═══ Input records ═══
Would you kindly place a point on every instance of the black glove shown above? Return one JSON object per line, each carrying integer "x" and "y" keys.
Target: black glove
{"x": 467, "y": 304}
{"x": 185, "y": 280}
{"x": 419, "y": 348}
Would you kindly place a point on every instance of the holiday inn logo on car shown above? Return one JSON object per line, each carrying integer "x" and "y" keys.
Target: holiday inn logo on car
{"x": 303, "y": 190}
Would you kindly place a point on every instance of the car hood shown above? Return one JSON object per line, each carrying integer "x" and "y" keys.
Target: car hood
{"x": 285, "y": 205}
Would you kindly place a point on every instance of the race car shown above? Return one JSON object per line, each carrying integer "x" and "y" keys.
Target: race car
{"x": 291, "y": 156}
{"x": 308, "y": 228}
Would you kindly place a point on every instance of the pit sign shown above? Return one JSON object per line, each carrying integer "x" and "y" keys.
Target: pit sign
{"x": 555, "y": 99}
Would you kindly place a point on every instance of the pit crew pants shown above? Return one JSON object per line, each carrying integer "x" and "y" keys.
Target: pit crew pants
═══
═══ Input records ═══
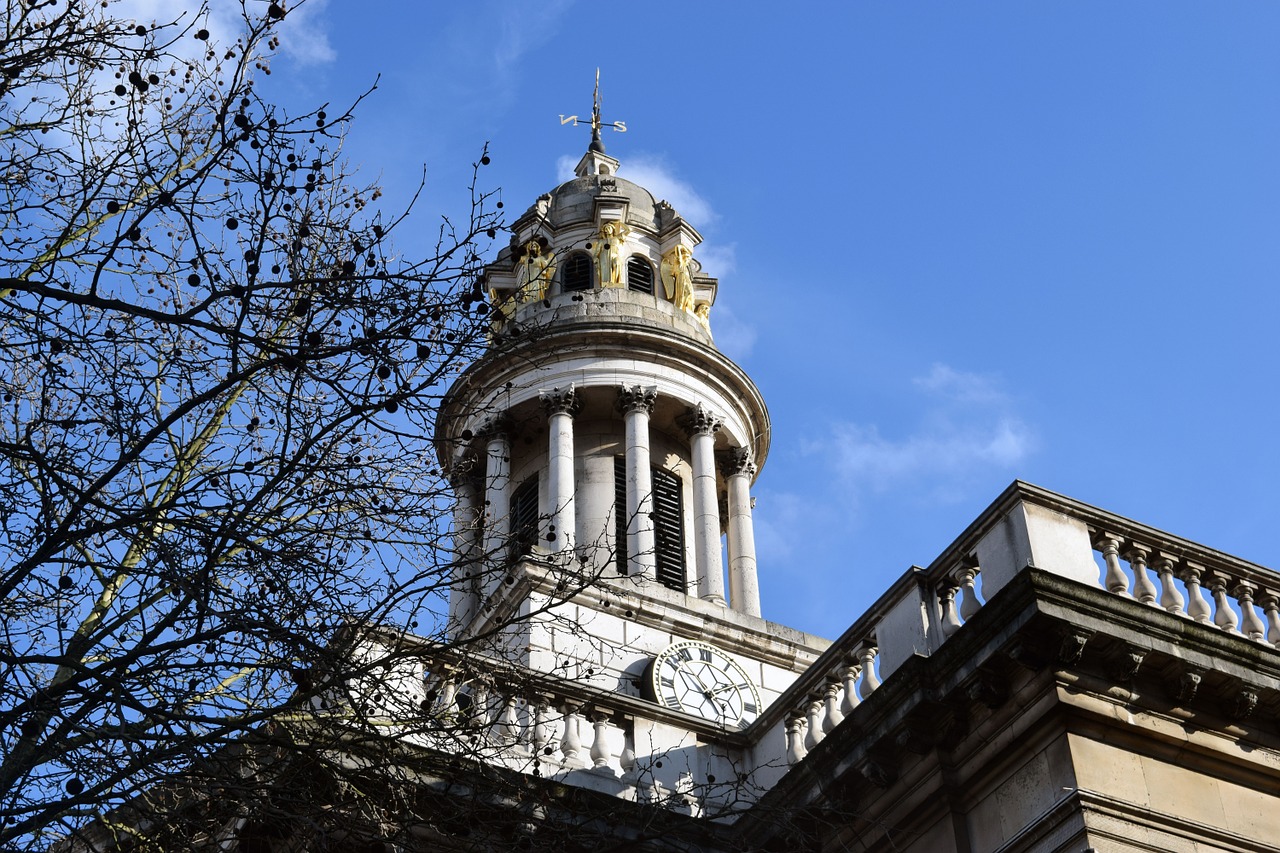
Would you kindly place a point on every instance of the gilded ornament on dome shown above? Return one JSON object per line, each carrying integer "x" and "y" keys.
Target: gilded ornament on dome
═══
→ **Given problem**
Write the rows from the line with "the pit crew" to the line with "Target: pit crew pants" as a JSON list of strings, one string per line and no blank lines.

→ **Complete answer**
[
  "Would you kindly place a point on every instance of the pit crew pants shown above? Return one JSON object per line, each carrying integer \"x\" and \"y\" keys.",
  "Target: pit crew pants"
]